§ **Exercise**: Go through the data below and copy each line where the word "dark" occurs.

§ **Records shown**:
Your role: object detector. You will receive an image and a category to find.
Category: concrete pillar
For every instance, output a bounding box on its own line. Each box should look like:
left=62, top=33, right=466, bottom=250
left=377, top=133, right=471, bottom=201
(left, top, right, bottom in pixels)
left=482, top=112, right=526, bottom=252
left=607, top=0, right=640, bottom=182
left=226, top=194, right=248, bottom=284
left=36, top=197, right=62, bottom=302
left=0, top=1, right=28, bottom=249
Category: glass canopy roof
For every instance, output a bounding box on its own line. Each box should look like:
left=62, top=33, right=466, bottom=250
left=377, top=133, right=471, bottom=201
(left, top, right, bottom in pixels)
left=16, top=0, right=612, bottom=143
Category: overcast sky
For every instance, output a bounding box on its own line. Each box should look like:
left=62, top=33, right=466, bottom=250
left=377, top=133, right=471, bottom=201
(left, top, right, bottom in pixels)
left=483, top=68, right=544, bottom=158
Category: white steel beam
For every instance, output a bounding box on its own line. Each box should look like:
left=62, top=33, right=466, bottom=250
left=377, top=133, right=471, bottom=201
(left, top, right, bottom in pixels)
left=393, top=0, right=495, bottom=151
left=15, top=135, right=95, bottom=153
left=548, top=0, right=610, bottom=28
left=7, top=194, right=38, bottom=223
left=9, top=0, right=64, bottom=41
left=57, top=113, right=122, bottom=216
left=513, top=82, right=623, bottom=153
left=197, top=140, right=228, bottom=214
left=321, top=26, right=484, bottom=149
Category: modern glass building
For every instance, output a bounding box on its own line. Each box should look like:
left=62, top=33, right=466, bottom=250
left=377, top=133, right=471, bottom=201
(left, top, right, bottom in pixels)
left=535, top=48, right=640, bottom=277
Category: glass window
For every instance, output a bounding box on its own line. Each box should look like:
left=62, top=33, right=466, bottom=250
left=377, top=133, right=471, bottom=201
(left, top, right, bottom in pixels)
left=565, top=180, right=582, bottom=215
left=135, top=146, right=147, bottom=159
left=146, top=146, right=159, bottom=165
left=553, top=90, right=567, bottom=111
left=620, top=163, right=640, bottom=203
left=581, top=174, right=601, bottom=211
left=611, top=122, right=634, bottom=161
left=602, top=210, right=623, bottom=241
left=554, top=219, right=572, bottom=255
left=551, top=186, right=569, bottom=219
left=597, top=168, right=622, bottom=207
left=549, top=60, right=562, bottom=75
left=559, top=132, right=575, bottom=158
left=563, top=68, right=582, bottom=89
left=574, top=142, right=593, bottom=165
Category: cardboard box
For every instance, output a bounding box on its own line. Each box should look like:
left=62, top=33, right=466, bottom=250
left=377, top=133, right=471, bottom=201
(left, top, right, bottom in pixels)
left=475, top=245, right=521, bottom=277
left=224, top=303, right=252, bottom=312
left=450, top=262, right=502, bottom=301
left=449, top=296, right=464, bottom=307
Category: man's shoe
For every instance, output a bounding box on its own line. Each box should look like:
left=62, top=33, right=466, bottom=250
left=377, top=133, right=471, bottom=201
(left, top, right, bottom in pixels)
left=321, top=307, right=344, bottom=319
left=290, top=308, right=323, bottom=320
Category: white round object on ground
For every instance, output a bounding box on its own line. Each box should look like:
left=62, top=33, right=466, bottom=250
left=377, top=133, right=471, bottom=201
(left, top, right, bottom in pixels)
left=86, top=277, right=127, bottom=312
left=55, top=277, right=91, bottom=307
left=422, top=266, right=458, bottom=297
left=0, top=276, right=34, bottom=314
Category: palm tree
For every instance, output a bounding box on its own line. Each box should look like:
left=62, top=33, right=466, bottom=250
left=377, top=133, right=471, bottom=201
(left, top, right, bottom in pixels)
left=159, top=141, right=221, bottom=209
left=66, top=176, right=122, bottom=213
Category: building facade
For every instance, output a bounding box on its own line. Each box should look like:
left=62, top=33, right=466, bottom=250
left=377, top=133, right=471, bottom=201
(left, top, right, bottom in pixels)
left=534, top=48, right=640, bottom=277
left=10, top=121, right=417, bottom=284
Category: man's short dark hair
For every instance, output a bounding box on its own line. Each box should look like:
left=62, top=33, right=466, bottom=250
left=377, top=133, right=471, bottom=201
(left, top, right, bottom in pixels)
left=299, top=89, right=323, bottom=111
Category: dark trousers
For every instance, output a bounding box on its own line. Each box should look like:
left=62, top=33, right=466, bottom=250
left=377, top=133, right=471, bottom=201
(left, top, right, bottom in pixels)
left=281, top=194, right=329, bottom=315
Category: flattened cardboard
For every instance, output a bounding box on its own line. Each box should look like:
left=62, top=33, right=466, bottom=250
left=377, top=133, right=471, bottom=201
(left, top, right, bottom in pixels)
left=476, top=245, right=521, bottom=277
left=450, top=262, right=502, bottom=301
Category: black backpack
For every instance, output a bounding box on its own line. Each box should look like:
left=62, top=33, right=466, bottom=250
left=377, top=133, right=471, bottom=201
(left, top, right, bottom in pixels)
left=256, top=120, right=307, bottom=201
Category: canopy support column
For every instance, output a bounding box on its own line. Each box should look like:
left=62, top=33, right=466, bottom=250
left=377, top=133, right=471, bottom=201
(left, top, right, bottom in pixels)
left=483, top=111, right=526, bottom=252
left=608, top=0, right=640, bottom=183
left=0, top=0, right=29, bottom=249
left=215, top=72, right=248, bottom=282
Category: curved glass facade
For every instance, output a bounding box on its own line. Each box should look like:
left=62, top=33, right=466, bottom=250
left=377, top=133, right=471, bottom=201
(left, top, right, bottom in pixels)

§ **Response for this exercise**:
Category: man's short dark hair
Category: dark trousers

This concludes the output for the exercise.